§ Given problem A: In the passage on forecast disagreement, what was the highest coefficient of variation among the television panelists, and which forecast did it occur in?
§ Given problem B:
Decide whether each statement agrees with the passage on forecast disagreement, and give yes or no with the text's deciding words quoted:
(i) Students showed a higher coefficient of variation than investment professionals.
(ii) Rukeyser began collecting panelists' forecasts in 1987.
(iii) The group of panelists changed a great deal from one year to the next.
§ Given problem C: Resume the passage on forecast disagreement with one more paragraph, starting after its last sentence.

#### Text passage

7 For students the coefficient of variation is about 12.8 percent, and for investment professionals it is a little lower at 11.1 percent. Hence there is considerable heterogeneity within groups, but little difference in the degree of heterogeneity between groups. A real world analogue to De Bondt’s experiment is the annual survey conducted on the television program Wall $treet Week with Louis Rukeyser.

In 1983 Rukeyser began collecting twelve-month forecasts from his panelists for the year-end closing value of the Dow Jones Industrial Average. I have found that the mean annual coefficient of variation over the period 1983 through 2000 is 8.9 percent.8 The intertemporal standard deviation, which indicates the degree of variation in the dispersion of forecasts over time, is 2.6 percent. This is especially interesting, given that the composition of panelists is quite stable from year to year.

The highest value for the coefficient of variation is 16 percent, and occurred in connection with the forecast for year-end 1988. In line with De Bondt’s finding about disagreement being higher after bear markets, disagreement among Wall $treet Week panelists was highest for the prediction made two months after the 1987 crash. Depending on the year, 17 to 27 panelists participated in the Wall $treet Week survey. In summary, the panelists’ prediction exhibit both significant intrayear heterogeneity and significant interyear volatility. These are the two main features upon which I focus. In the paper, I provide a series of examples, all motivated by findings about the heterogeneity and volatility of beliefs that are documented in the behavioral decision literature and mirrored in media reports.

########
#### Recorded data

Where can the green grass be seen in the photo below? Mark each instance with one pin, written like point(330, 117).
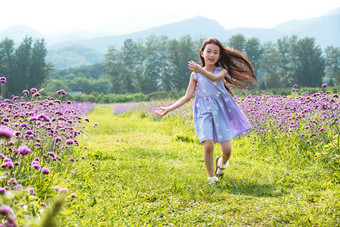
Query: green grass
point(145, 172)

########

§ Task response A: It was 16 percent, in the forecast for year-end 1988.

§ Task response B:
(i) Yes: "For students the coefficient of variation is about 12.8 percent, and for investment professionals it is a little lower at 11.1 percent."
(ii) No: "In 1983 Rukeyser began collecting twelve-month forecasts from his panelists"
(iii) No: "the composition of panelists is quite stable from year to year."

§ Task response C:
My examples loosely reflect the features described in an article by Browning, about strategists’ opinions, that appeared in the January 16, 2001 issue of the Wall Street Journal. Browning states:9 “In fact, as many as three differing scenarios can be found among market experts, ranging from nasty bear market to a strong bull market.”10

Along the lines of Treynor (1998), my examples deal with the nature of asset

pricing when there are two dominant views in the market, one strongly bullish and the other strongly bearish. 11 In developing these examples, I seek to establish the manner in which such heterogeneity affects the nature of sentiment, the SDF, option prices, the term structure of interest rates, and the return distribution of mean-variance efficient portfolios. I should add that my formal model places very few restrictions on traders’ subjective probability density functions. The idea is to develop a set of theorems to identify the broad framework, and then use examples to illucidate specific features.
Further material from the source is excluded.